== Data provided ==

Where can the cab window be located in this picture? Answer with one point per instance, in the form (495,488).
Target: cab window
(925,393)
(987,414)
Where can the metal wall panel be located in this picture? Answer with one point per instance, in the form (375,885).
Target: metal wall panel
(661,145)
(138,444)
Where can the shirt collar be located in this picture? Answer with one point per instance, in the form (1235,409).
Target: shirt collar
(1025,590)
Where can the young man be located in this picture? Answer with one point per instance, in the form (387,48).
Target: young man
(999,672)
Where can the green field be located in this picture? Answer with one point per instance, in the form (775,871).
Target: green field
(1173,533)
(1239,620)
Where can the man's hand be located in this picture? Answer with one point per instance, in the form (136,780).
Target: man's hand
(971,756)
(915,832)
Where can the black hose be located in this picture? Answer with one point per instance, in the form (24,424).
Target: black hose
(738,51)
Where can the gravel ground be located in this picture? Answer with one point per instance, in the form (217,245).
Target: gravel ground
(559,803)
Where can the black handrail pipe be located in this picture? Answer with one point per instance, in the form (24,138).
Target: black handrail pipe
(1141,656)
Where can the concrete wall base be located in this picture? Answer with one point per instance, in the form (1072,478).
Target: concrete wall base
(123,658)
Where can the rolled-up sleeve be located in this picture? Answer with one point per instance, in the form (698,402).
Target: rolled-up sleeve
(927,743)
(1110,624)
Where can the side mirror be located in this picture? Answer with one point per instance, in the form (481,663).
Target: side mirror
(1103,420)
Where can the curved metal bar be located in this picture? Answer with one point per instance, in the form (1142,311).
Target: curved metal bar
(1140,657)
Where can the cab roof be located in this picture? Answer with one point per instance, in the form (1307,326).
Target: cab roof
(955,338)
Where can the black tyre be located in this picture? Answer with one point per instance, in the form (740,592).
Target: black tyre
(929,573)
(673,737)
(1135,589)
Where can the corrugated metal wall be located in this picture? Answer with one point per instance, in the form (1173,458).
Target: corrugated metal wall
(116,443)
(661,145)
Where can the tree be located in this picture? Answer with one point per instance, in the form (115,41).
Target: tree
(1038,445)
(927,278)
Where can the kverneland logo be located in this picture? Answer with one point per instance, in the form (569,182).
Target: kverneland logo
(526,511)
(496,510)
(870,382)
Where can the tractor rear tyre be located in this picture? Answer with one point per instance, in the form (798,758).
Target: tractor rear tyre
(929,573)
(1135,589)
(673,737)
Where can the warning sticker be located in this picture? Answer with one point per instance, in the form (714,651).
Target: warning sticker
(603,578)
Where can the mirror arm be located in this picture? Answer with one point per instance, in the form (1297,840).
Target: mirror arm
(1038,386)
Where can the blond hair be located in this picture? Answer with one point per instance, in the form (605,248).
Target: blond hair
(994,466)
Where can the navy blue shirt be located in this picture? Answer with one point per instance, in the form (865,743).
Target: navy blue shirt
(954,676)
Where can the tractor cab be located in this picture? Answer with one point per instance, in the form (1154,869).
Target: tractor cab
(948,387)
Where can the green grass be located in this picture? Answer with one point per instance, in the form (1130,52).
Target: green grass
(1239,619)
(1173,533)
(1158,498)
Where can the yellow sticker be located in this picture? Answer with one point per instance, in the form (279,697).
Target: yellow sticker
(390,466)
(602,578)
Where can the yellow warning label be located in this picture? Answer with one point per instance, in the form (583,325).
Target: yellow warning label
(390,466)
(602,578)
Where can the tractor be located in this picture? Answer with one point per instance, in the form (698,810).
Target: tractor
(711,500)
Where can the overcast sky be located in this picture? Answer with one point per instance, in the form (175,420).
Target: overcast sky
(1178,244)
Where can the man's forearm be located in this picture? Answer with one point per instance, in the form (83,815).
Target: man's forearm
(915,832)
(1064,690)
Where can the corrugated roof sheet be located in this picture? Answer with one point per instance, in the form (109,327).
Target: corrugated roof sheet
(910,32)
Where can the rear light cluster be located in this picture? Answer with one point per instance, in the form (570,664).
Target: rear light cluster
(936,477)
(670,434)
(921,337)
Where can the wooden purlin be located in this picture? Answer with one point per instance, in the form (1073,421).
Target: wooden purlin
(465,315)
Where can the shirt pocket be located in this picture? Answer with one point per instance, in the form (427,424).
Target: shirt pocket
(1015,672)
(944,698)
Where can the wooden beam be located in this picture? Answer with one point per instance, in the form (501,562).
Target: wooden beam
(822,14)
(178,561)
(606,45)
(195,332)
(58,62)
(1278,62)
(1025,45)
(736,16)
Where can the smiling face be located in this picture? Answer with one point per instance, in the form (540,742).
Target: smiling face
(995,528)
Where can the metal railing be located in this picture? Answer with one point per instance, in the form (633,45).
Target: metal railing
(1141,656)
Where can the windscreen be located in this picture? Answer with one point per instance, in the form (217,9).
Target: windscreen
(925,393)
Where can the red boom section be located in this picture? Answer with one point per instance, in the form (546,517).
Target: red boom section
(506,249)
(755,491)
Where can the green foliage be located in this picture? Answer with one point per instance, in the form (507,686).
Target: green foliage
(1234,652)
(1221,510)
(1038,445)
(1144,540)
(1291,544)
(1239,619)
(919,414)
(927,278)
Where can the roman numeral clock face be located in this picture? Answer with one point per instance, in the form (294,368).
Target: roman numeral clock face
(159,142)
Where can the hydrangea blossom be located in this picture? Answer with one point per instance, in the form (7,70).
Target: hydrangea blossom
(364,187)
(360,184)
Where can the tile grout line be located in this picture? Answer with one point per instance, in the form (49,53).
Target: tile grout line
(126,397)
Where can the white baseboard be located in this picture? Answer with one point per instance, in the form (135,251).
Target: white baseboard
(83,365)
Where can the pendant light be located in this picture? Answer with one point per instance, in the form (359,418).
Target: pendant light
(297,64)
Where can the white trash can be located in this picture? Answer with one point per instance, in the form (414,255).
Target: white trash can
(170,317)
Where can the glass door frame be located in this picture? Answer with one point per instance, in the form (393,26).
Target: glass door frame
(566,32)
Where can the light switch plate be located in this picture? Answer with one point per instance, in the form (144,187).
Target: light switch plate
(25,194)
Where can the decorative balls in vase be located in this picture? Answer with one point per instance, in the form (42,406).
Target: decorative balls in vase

===

§ Problem requirements: Check every line above for the word "balls" and copy those that have it.

§ Response area:
Where can the decorative balls in vase be located in this picture? Answer with one point per instance, in the form (42,406).
Target: decorative balls in vase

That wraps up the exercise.